* _Written instruction_
List every line of the entries below that contains the string "player", copying each such line in full. Case counts.
• • • • •
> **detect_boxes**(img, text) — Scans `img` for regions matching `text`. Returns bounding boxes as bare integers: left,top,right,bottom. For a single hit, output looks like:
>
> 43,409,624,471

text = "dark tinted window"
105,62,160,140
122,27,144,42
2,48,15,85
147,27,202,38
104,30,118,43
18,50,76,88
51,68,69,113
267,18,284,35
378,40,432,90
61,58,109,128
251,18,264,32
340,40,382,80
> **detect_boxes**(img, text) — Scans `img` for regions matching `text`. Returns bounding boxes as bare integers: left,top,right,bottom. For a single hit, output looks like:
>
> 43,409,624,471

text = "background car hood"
• • • • •
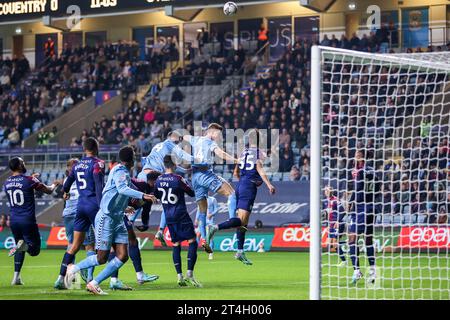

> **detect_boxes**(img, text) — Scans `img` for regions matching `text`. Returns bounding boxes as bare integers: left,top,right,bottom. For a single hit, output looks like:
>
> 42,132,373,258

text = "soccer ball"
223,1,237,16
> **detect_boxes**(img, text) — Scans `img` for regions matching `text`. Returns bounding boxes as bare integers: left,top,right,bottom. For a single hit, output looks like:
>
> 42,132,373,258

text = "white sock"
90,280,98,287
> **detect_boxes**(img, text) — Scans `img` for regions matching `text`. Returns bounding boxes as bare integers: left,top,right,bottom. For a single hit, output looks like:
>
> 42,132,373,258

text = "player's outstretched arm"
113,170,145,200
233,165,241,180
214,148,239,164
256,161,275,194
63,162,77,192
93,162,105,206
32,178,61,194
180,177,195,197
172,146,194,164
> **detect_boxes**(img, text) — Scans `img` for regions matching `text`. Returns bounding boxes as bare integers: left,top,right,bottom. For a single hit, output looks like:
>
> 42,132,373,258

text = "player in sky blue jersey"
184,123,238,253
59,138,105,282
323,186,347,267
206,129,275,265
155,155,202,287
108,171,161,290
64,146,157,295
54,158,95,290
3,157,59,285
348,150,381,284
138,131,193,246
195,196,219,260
• • • • •
* _Reply to the exercise_
text = "player's outstretched arm"
text = "player in sky blue jersey"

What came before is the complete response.